--- Rows from a segmentation dataset ---
╔══

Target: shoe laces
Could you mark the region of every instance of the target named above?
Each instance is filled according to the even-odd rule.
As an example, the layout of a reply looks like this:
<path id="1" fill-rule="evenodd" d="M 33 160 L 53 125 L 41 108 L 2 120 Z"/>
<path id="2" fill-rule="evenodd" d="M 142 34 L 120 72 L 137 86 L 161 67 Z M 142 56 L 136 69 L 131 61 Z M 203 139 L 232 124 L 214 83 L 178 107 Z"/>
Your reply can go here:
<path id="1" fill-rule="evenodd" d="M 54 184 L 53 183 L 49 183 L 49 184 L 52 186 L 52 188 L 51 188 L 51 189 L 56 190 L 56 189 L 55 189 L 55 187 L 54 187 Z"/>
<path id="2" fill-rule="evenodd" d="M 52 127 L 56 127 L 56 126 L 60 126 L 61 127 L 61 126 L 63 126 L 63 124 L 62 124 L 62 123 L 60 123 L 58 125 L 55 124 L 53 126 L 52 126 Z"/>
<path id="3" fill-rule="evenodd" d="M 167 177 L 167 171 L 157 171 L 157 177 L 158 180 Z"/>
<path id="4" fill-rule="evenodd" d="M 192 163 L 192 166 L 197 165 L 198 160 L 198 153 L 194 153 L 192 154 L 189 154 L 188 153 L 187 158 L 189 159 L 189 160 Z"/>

╚══

--- Task description ---
Convert every line of the records into a numbered list, leaving out any blank lines.

--- Answer ---
1. Target: shoe laces
2. Could you mark the region of every instance of the target named above?
3. Each instance is filled according to the even-odd rule.
4. As an example, the layout of a reply looks like this:
5. <path id="1" fill-rule="evenodd" d="M 33 160 L 53 125 L 41 108 L 2 120 Z"/>
6. <path id="2" fill-rule="evenodd" d="M 142 34 L 120 72 L 137 86 L 161 67 Z M 142 56 L 136 69 L 131 61 Z M 203 139 L 232 124 L 214 83 L 178 107 Z"/>
7. Your reply can go here:
8. <path id="1" fill-rule="evenodd" d="M 54 184 L 53 183 L 49 183 L 49 184 L 52 186 L 52 188 L 51 188 L 51 189 L 56 190 L 56 189 L 55 189 L 55 187 L 54 187 Z"/>
9. <path id="2" fill-rule="evenodd" d="M 52 127 L 56 127 L 56 126 L 60 126 L 61 127 L 61 126 L 63 126 L 63 124 L 62 124 L 62 123 L 60 123 L 58 125 L 55 124 L 53 126 L 52 126 Z"/>
10. <path id="3" fill-rule="evenodd" d="M 167 177 L 167 171 L 157 171 L 157 177 L 158 180 Z"/>
11. <path id="4" fill-rule="evenodd" d="M 192 163 L 192 166 L 197 165 L 198 160 L 198 153 L 194 153 L 192 154 L 189 154 L 188 153 L 187 158 L 189 159 L 189 160 Z"/>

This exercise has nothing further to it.